* start Excerpt to read *

Event Streaming

Event streaming is a paradigm for capturing, storing, and processing continuous flows of events in real-time. Geode’s event streaming capabilities enable building reactive, scalable applications that respond to changes as they happen, powering use cases from real-time analytics to complex event processing.

Event Streaming Fundamentals

What is Event Streaming?

Event streaming treats data as a continuous flow of events:

Events - Immutable facts about what happened Streams - Ordered sequences of events Producers - Systems that emit events Consumers - Systems that process events

Event Stream Characteristics

Key properties of event streams:

  • Ordered - Events maintain temporal ordering
  • Immutable - Events cannot be changed once written
  • Append-Only - New events added to stream end
  • Retained - Events stored for configurable duration
  • Replayable - Consumers can replay historical events

Geode Event Streaming

Creating Event Streams

Define streams to capture graph events:

-- Create stream for user activities
CREATE STREAM user_activities AS
SELECT
    event_time,
    user_id,
    action_type,
    properties
FROM user_actions
EMIT CHANGES;

-- Create stream with windowing
CREATE STREAM page_views AS
SELECT
    TUMBLING_WINDOW(5 MINUTES) AS window,
    page_url,
    COUNT(*) AS view_count
FROM page_view_events
GROUP BY page_url
EMIT CHANGES;

Publishing Events

Publish events to streams:

from geode_client import Client

async def publish_user_action(client, user_id, action):
    """Publish user action event"""

* end Excerpt to read *
* start Dataset rows *

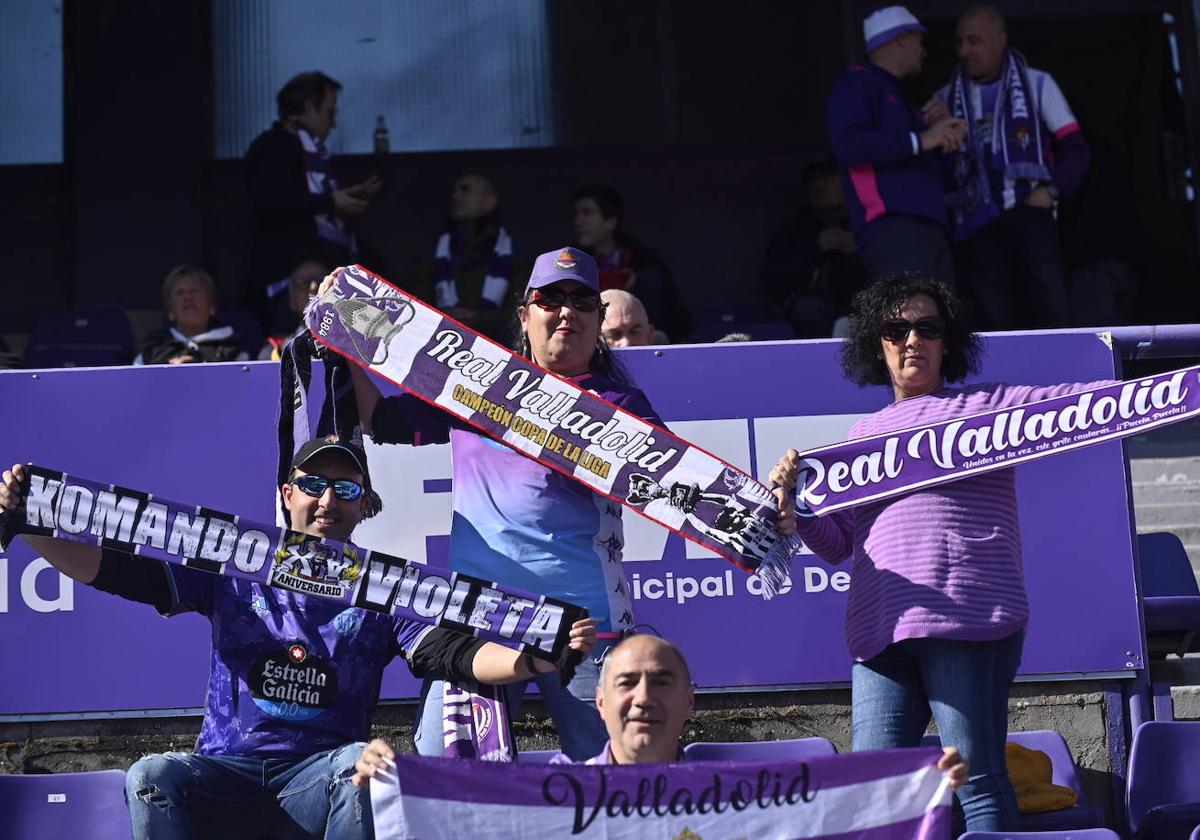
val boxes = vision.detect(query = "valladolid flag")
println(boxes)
[0,464,586,662]
[796,366,1200,516]
[305,265,799,595]
[371,748,950,840]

* end Dataset rows *

Your tasks:
1: In the event streaming page, what window does the page_views stream use to group its counts?
2: Write the next part of the event streaming page, picking up right after its final line.

Solved problems:
1: A tumbling window of 5 minutes.

2:
    event = {
        "event_time": datetime.now().isoformat(),
        "user_id": user_id,
        "action_type": action,
        "properties": {
            "page": "/products",
            "duration_ms": 1500
        }
    }
    
    await client.publish_event("user_activities", event)

Consuming Events

Subscribe to stream events:

async def process_user_activities(client):
    """Process user activity stream"""
    async with client.subscribe_stream("user_activities") as stream:
        async for event in stream:
            print(f"User {event['user_id']} performed {event['action_type']}")
            
            # React to specific actions
            if event['action_type'] == 'purchase':
                await handle_purchase(event)
            elif event['action_type'] == 'signup':
                await send_welcome_email(event['user_id'])

Stream Processing Patterns

Filter Streams

Filter events based on criteria:

-- Stream of high-value purchases
CREATE STREAM high_value_purchases AS
SELECT *
FROM purchases
WHERE amount > 1000
EMIT CHANGES;

Transform Streams

Transform event data:

-- Enrich events with user data
CREATE STREAM enriched_purchases AS
SELECT
    p.purchase_id,
    p.amount,
    u.name AS customer_name,
    u.tier AS customer_tier
FROM purchases p
JOIN users u ON p.user_id = u.id
EMIT CHANGES;

Aggregate Streams

Compute aggregations over time:

-- Real-time revenue by product
CREATE STREAM revenue_by_product AS
SELECT
    product_id,
    SUM(amount) AS total_revenue,
    COUNT(*) AS purchase_count
FROM purchases
GROUP BY product_id
WINDOW TUMBLING (SIZE 1 HOUR)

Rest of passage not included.